Problems to solve:
**1.** Answer these questions using the conference description below.
(a) How many credit hours can psychologists earn for in-person attendance at all sessions?
(b) Which body is approved by the American Psychological Association to sponsor continuing education for psychologists?
(c) Over how many days will the speakers present?
**2.** From the conference description below, write out word for word the passage starting at "The Pennsylvania State University Psychological Clinic is" and ending at "completing this course.".

[Study text — start]

Innovative Methods in Child Maltreatment Research


Research methods serve as the foundation for everything we know about child maltreatment and its impact on subsequent health and development.  These methods inform the work of scientists, practitioners, and child welfare professionals on issues central to our daily lives, including how we assess child maltreatment during a home safety visit, how we distinguish it from other adverse childhood experiences during a clinical interview, how we demonstrate the risk child maltreatment poses for adverse health in the research laboratory, and how we develop evidence-based interventions in the community.  Despite significant strides in the past several decades, the failure to create and adopt innovative methods has left critical gaps in our understanding of child maltreatment, including a lack of well-characterized prospective research spanning key developmental periods, variation in risk estimates across studies that has increased replication failures of scientific results, a lack of mechanistic research examining risk pathways across different levels of analysis to identify targets for intervention, and limited attention on how to optimize the effectiveness, efficiency, and dissemination of interventions to reach the children at greatest risk and in greatest need.

The Innovative Methods in Child Maltreatment Research conference, being held in-person and virtually, will present the latest science that is addressing these gaps and advancing the study of child maltreatment into the 21st century. Internationally renowned speakers will present pragmatic solutions to the biggest challenges in our field across a range of topics over two days.  Presentations will be geared toward a diverse audience, including researchers, practitioners, and caseworkers, to facilitate the fastest uptake of novel methods for child maltreatment.

Continuing Education Units (CEUs) will be awarded for in-person attendance at all conference sessions for psychologists (12 credit hours) and social workers (12.5 credit hours). In-person attendees must sign in and out each day at the registration table to receive credit.  If you do not, your record will not be complete for your hours attended and you will jeopardize receiving credit.

Child Maltreatment Solutions Network at Penn State

The Pennsylvania State University Psychological Clinic is approved by the American Psychological Association to sponsor continuing education for psychologists. The Pennsylvania State University Psychological Clinic maintains responsibility for this program and its content.

Penn State is an approved provider as defined by Pa. Code Sections 47.36(a)(3), 48.36(a)(3), and 49.36(a)(3). Social workers, marriage and family therapists, and professional counselors licensed by the state of Pennsylvania can earn 12.5 clock hours of continuing education for completing this course.

[Study text — finish]
[Entries provided — start]

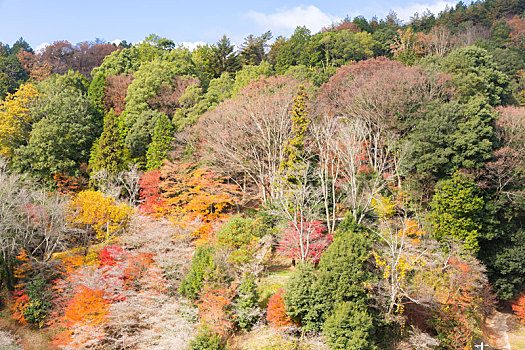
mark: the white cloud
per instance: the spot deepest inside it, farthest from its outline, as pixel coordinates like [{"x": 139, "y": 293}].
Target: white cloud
[
  {"x": 192, "y": 45},
  {"x": 40, "y": 48},
  {"x": 285, "y": 20},
  {"x": 408, "y": 11}
]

[Entries provided — finish]

Answer set:
**1.**
(a) 12 credit hours
(b) The Pennsylvania State University Psychological Clinic
(c) Two days

**2.**
The Pennsylvania State University Psychological Clinic is approved by the American Psychological Association to sponsor continuing education for psychologists. The Pennsylvania State University Psychological Clinic maintains responsibility for this program and its content.

Penn State is an approved provider as defined by Pa. Code Sections 47.36(a)(3), 48.36(a)(3), and 49.36(a)(3). Social workers, marriage and family therapists, and professional counselors licensed by the state of Pennsylvania can earn 12.5 clock hours of continuing education for completing this course.